#### Photo-based referring expression data:
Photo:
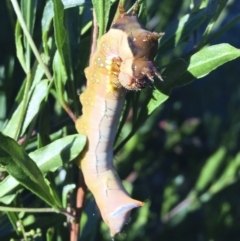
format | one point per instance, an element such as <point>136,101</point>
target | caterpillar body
<point>123,60</point>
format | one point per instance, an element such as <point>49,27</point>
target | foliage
<point>181,155</point>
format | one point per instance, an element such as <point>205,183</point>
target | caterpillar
<point>123,61</point>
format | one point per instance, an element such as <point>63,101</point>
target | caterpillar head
<point>138,69</point>
<point>139,47</point>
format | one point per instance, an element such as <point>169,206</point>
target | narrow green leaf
<point>210,169</point>
<point>35,99</point>
<point>102,9</point>
<point>59,76</point>
<point>28,8</point>
<point>24,169</point>
<point>179,31</point>
<point>59,29</point>
<point>207,60</point>
<point>19,46</point>
<point>49,158</point>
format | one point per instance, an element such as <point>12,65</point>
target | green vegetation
<point>181,156</point>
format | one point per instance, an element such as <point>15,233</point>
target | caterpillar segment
<point>123,61</point>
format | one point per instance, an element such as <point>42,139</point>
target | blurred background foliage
<point>183,160</point>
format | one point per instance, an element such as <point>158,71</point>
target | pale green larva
<point>123,60</point>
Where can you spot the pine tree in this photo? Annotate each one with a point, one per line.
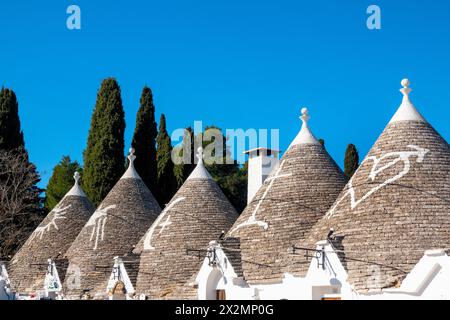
(144, 141)
(165, 177)
(60, 182)
(20, 200)
(187, 152)
(103, 157)
(11, 137)
(351, 161)
(322, 142)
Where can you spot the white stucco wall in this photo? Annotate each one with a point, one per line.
(429, 279)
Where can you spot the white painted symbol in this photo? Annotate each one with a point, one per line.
(165, 224)
(252, 219)
(97, 222)
(148, 238)
(58, 214)
(400, 156)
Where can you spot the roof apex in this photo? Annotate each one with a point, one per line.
(76, 189)
(406, 111)
(305, 135)
(200, 171)
(131, 172)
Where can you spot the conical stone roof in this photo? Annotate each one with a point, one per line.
(198, 213)
(396, 206)
(50, 240)
(115, 227)
(291, 200)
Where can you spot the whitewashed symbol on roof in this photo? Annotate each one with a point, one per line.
(252, 219)
(97, 221)
(148, 238)
(398, 156)
(57, 214)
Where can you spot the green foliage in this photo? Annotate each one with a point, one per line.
(11, 137)
(60, 182)
(322, 142)
(165, 177)
(144, 141)
(187, 152)
(103, 156)
(351, 161)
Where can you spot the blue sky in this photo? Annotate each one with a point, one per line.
(234, 64)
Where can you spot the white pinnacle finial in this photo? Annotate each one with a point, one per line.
(131, 172)
(200, 154)
(406, 111)
(304, 136)
(131, 156)
(305, 116)
(406, 89)
(76, 176)
(199, 171)
(76, 189)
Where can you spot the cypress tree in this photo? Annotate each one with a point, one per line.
(103, 157)
(20, 204)
(183, 170)
(11, 137)
(351, 161)
(144, 140)
(165, 177)
(322, 142)
(60, 182)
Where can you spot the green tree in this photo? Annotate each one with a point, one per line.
(322, 142)
(231, 178)
(103, 157)
(165, 177)
(60, 182)
(187, 153)
(20, 197)
(351, 161)
(144, 141)
(11, 136)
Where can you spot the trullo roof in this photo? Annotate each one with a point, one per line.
(198, 213)
(50, 240)
(115, 227)
(291, 200)
(396, 205)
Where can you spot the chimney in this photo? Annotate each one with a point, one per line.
(261, 161)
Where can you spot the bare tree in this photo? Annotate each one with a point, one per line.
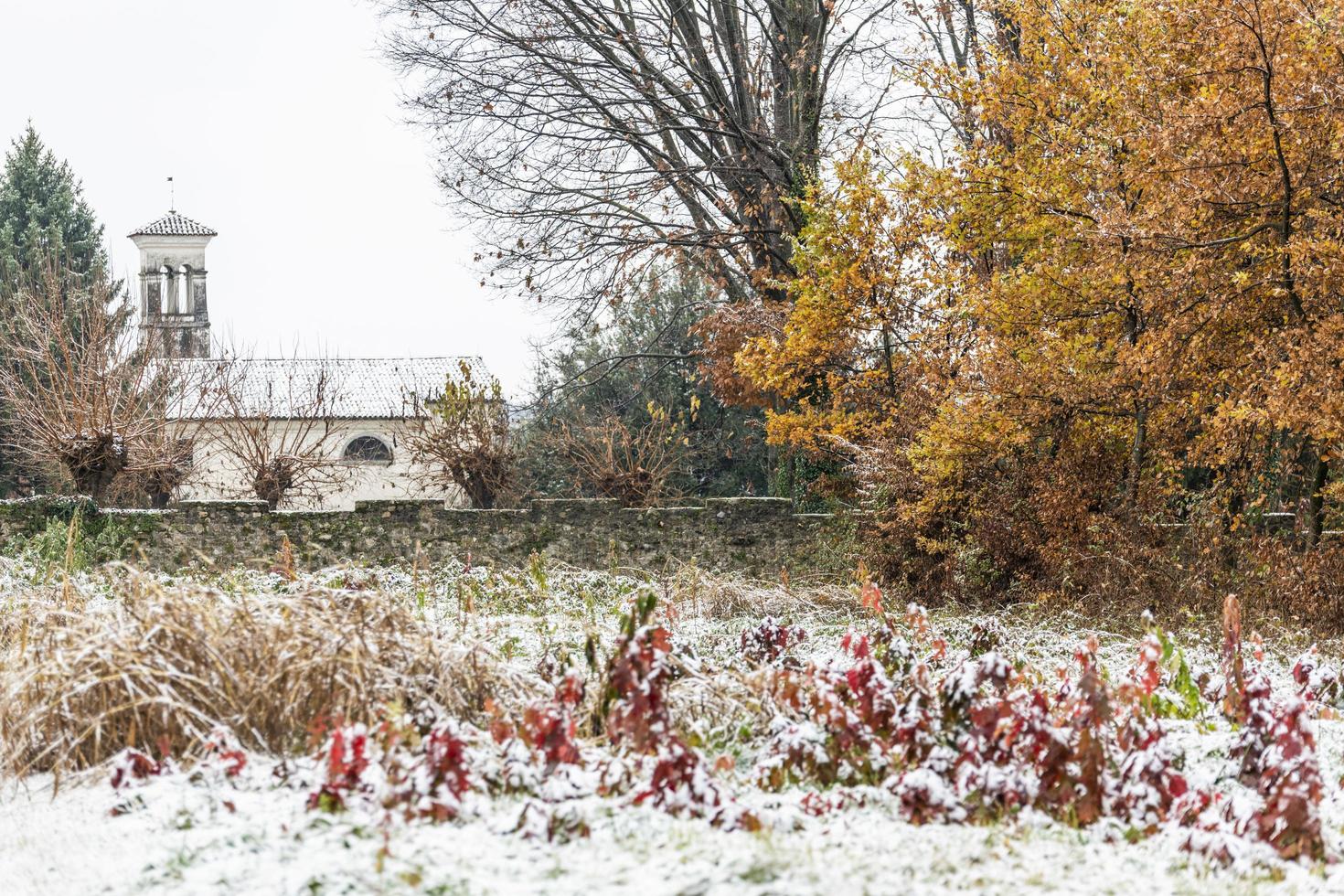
(464, 440)
(82, 395)
(276, 429)
(592, 137)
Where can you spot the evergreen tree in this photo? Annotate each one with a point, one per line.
(45, 219)
(45, 223)
(638, 361)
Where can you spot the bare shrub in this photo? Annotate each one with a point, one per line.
(80, 394)
(464, 441)
(276, 429)
(634, 465)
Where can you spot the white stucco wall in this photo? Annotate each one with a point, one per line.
(217, 475)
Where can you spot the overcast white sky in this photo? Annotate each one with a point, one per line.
(281, 125)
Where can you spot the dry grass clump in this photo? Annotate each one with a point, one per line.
(709, 595)
(165, 667)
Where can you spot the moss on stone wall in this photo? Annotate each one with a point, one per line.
(758, 536)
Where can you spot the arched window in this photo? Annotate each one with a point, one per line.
(368, 449)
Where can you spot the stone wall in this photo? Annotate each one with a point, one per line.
(757, 536)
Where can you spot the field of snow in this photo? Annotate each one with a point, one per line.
(251, 822)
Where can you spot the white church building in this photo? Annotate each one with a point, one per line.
(369, 404)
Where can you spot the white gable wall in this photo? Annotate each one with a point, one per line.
(218, 477)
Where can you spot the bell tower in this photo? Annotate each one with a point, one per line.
(174, 314)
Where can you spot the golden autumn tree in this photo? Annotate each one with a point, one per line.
(1250, 139)
(1118, 300)
(846, 359)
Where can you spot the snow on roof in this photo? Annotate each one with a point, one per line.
(174, 225)
(354, 387)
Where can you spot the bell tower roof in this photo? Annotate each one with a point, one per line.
(174, 225)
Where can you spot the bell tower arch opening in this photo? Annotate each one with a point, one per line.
(174, 312)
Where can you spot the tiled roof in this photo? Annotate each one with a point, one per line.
(355, 387)
(174, 225)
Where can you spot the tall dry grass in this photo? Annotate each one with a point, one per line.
(167, 666)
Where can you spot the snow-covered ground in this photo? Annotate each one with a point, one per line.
(199, 830)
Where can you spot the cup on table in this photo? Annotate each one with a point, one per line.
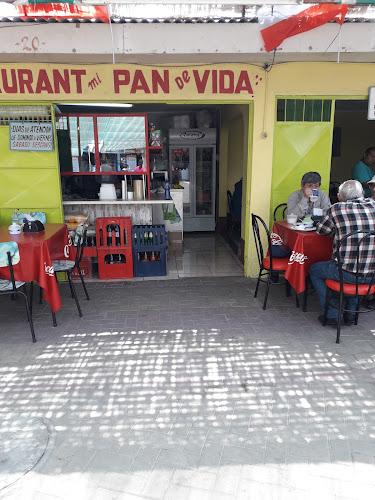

#### PROBLEM STATEMENT:
Above are records with pictures; repeat them exactly, but without the pictures.

#### RESULT OF THIS TASK:
Photo:
format | one point per instance, an element such as <point>136,101</point>
target | caterpillar body
<point>123,60</point>
format | one point per instance, an element such as <point>49,27</point>
target | foliage
<point>181,155</point>
format | one point per instance, an element such as <point>205,183</point>
target | caterpillar
<point>123,61</point>
format | one point per instance, an element such as <point>63,101</point>
target | caterpillar head
<point>138,69</point>
<point>139,47</point>
format | one point per instance, an element such as <point>169,206</point>
target | narrow green leaf
<point>210,169</point>
<point>35,99</point>
<point>102,9</point>
<point>59,76</point>
<point>28,8</point>
<point>24,169</point>
<point>179,31</point>
<point>59,29</point>
<point>207,60</point>
<point>19,46</point>
<point>49,158</point>
format | one point per instance, an element such as <point>12,65</point>
target | green vegetation
<point>181,156</point>
format | one point per instance, an element such as <point>15,233</point>
target | caterpillar segment
<point>123,61</point>
format | one point per instance, an element such as <point>42,139</point>
target | blurred background foliage
<point>183,160</point>
format | one point per instance, an element such as <point>158,71</point>
target | pale green larva
<point>123,60</point>
Where can you spot the pine tree in this photo? Annotate each one with a point, one per line.
(144, 141)
(165, 177)
(60, 182)
(20, 200)
(187, 152)
(103, 157)
(11, 137)
(351, 161)
(322, 142)
Where can you spot the white stucco wall in this photo? Annotate each one with a point, one per line.
(429, 279)
Where can you spot the white painted symbol in this photo? Annotate each one with a point, one per line.
(165, 224)
(252, 219)
(97, 222)
(148, 238)
(58, 214)
(400, 156)
Where can you spot the roof apex in this photo? Annotate each one with a point, one per line.
(76, 189)
(406, 111)
(305, 135)
(200, 171)
(131, 172)
Where can you spot the conical stone roof in this photo? Annotate each one with a point, one per line.
(198, 213)
(396, 206)
(50, 240)
(115, 227)
(291, 200)
Where can you spot the whitewashed symbol on roof in this photo? Annotate each one with a point, one per line.
(252, 219)
(97, 221)
(148, 238)
(398, 156)
(57, 214)
Where can you spot the green foliage in this photo? Annotate each one with a point, one per line.
(11, 137)
(60, 182)
(322, 142)
(165, 177)
(144, 141)
(187, 152)
(103, 156)
(351, 161)
Where can you spot the blue sky in this photo? Annotate each one with a point, one per line.
(234, 64)
Where can you spot the white pinnacle finial in this photo? Annotate each one with a point, one per line.
(131, 172)
(200, 154)
(406, 111)
(304, 136)
(131, 156)
(305, 116)
(406, 89)
(76, 176)
(199, 171)
(76, 189)
Where can you spot the cypress tree in this photo? Annotate each one with a point, one per line.
(103, 157)
(20, 204)
(183, 170)
(11, 137)
(351, 161)
(144, 140)
(165, 177)
(322, 142)
(60, 182)
Where can you spot the green tree in this photo? Annotate each one with a point, one per line.
(322, 142)
(231, 178)
(103, 157)
(165, 177)
(60, 182)
(187, 153)
(20, 197)
(351, 161)
(144, 141)
(11, 136)
Where can you spot the trullo roof in this photo? Annotate each one with a point, one per line.
(198, 213)
(50, 240)
(115, 227)
(291, 200)
(396, 205)
Where can you spot the chimney in this photo? Annotate each one with a point, one per line.
(261, 161)
Where can you spot the bare tree in this photo? Annotate each one with a point, one per line.
(464, 440)
(82, 395)
(276, 429)
(592, 137)
Where can you spot the evergreen tree in this photo? Annotate each one with a point, one per line.
(45, 219)
(45, 223)
(638, 361)
Where can you spot the bare shrub in this photo? Annotate each one with a point, one per line.
(80, 394)
(464, 441)
(276, 429)
(634, 465)
Where can you spot the white stucco wall in this photo? Annotate each one with a point, one per line.
(217, 475)
Where can you spot the overcast white sky in this photo? Annotate each one with a point, one per line.
(281, 125)
Where can you spot the dry grass clump in this photo? Annotate each one with a point, one per line.
(709, 595)
(165, 667)
Where can you spot the moss on stone wall in this photo? Annotate each one with a point, one per line.
(758, 536)
Where can you spot the arched window in this photo? Annotate each one with a point, one per line.
(368, 449)
Where can you spot the stone wall in this photo? Annotate each one with a point, one per line.
(757, 536)
Where can you spot the field of snow in this photo? Annotate each one with a point, one per line.
(251, 822)
Where can you spot the white church building in this photo? Annotate each one with a point, one per line.
(369, 404)
Where can you spot the white gable wall in this photo? Annotate each one with a point, one per line.
(218, 477)
Where can you spot the bell tower in this photo? Annotate each one with a point, one per line.
(174, 314)
Where can you spot the golden autumn tree in this photo? Annotate each one with a point, one per line.
(1250, 139)
(1118, 300)
(846, 359)
Where can you spot the snow on roof in this photo? Annotate each one with a point, one per line.
(174, 225)
(354, 387)
Where can you spot the bell tower roof in this photo? Annotate each one with a point, one per line.
(174, 225)
Where can you spot the bell tower arch opening in this photo? Annotate each one with a point, one per line.
(174, 312)
Where can you spot the tiled roof in this photo? Annotate each one with a point, one per line.
(355, 387)
(174, 225)
Where can you spot the tall dry grass in this photo? Annotate each one with a point, one per line.
(167, 666)
Where can you spot the snow-covered ground in this photo? Annotate each one with a point, one per line.
(199, 830)
Where can you spot the cup on table in this photo? Annotate each one with a point, one per line.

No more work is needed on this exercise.